EXERCISE REQUIREMENTS – Please filter the entries for the word "fence" and copy every line that has it.

EXTRACTED RECORDS –
——
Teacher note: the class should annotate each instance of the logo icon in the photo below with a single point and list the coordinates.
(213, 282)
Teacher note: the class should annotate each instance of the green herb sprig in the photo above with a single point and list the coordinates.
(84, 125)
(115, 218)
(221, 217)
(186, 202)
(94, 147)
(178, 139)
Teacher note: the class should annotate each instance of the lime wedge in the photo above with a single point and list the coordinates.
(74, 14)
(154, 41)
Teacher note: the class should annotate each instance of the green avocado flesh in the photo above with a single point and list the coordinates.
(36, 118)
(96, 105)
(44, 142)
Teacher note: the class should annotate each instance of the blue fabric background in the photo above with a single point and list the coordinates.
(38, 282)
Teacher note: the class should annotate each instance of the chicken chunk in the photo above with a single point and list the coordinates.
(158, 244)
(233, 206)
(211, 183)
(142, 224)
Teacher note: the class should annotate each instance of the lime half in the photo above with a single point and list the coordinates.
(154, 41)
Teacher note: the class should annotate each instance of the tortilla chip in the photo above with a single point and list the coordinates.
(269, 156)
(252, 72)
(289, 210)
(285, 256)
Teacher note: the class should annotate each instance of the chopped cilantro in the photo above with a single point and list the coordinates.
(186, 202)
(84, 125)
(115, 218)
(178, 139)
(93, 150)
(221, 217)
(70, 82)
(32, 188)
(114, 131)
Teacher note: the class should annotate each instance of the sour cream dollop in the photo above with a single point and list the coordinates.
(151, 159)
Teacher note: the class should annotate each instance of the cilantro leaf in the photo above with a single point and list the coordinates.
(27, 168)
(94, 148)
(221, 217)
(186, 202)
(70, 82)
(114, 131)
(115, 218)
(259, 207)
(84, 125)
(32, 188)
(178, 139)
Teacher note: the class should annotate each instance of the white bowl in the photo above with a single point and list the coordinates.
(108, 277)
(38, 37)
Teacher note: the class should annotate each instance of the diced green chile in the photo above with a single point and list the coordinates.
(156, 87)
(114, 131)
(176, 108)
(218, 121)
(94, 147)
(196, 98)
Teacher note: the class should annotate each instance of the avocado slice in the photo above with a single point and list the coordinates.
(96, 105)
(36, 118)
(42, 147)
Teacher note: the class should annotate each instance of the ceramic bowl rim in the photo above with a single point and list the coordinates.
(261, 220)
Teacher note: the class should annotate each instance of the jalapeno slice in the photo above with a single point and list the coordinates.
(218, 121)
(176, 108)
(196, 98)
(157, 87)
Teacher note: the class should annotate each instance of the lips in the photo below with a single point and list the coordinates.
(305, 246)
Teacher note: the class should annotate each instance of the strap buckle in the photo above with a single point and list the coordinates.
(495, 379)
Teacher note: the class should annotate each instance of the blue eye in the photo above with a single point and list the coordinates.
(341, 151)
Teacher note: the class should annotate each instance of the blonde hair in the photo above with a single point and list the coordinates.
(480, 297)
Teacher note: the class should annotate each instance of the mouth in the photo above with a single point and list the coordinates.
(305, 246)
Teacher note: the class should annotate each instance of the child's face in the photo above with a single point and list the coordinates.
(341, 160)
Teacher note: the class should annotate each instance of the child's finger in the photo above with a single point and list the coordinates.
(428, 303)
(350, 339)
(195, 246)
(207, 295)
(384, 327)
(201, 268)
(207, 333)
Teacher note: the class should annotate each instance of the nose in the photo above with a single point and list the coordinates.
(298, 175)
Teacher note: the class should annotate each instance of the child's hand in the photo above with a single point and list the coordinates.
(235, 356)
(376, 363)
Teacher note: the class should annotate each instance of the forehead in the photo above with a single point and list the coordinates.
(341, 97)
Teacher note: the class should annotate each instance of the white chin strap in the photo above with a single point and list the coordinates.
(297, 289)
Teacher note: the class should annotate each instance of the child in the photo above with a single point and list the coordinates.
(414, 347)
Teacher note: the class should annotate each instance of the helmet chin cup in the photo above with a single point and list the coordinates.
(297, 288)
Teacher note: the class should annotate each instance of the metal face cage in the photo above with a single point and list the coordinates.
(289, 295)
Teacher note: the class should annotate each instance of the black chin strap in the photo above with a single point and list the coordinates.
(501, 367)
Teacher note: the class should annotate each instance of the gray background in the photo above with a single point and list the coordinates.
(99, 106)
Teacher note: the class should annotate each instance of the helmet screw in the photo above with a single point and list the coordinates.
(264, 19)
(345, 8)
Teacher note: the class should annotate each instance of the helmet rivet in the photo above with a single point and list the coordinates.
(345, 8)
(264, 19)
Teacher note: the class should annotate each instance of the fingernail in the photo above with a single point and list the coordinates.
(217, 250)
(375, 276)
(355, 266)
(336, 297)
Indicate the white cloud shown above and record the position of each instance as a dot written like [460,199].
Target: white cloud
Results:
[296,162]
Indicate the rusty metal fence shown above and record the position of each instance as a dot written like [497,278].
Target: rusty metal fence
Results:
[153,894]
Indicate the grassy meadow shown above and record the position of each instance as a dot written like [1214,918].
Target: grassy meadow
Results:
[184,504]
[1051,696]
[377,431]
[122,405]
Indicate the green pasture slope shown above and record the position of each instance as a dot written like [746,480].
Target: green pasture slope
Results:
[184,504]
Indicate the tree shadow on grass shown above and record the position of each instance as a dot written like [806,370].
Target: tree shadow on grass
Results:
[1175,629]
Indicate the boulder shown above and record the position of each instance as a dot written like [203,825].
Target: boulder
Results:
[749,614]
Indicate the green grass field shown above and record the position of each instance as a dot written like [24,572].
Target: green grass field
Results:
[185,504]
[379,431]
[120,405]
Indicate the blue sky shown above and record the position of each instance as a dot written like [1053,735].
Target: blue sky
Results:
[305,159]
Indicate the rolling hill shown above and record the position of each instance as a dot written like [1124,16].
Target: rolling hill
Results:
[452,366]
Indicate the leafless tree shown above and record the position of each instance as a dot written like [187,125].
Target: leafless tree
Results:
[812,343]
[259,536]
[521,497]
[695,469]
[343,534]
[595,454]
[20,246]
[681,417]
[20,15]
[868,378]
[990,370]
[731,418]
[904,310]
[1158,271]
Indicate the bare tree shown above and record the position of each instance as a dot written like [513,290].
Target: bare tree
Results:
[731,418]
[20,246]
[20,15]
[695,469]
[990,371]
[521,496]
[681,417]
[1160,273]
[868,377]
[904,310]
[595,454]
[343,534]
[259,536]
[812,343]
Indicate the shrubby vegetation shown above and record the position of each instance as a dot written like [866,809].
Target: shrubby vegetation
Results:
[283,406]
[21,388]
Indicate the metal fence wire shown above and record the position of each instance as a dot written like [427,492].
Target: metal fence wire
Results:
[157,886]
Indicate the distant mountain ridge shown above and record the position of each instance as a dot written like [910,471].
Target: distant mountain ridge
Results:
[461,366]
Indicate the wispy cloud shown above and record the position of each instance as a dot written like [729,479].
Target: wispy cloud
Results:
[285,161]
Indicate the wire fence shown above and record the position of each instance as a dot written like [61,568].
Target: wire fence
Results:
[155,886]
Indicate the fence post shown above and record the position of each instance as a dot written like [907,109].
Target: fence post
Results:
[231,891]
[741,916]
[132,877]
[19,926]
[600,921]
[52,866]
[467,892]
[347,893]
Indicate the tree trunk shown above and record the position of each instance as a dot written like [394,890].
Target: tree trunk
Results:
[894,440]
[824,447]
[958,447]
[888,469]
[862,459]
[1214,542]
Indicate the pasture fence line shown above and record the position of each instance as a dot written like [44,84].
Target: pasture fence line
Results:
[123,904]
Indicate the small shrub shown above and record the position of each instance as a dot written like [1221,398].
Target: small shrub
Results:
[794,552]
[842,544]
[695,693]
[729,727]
——
COMPLETED EXERCISE –
Indicate the rusty metal fence shown above and record the position of each instance as a dot written like [497,278].
Target: rusty metal fence
Indicate the metal fence wire shown above and record the position of each instance as a dot written like [427,492].
Target: metal fence wire
Indicate the wire fence shown above and record the position of each instance as a dot written like [61,568].
Target: wire fence
Indicate the fence post shown above and record the position of each instance as a dot written like [907,109].
Target: fence post
Indicate the pasture fence line shown above and record the position of each instance as a dot written like [44,84].
Target: pasture fence line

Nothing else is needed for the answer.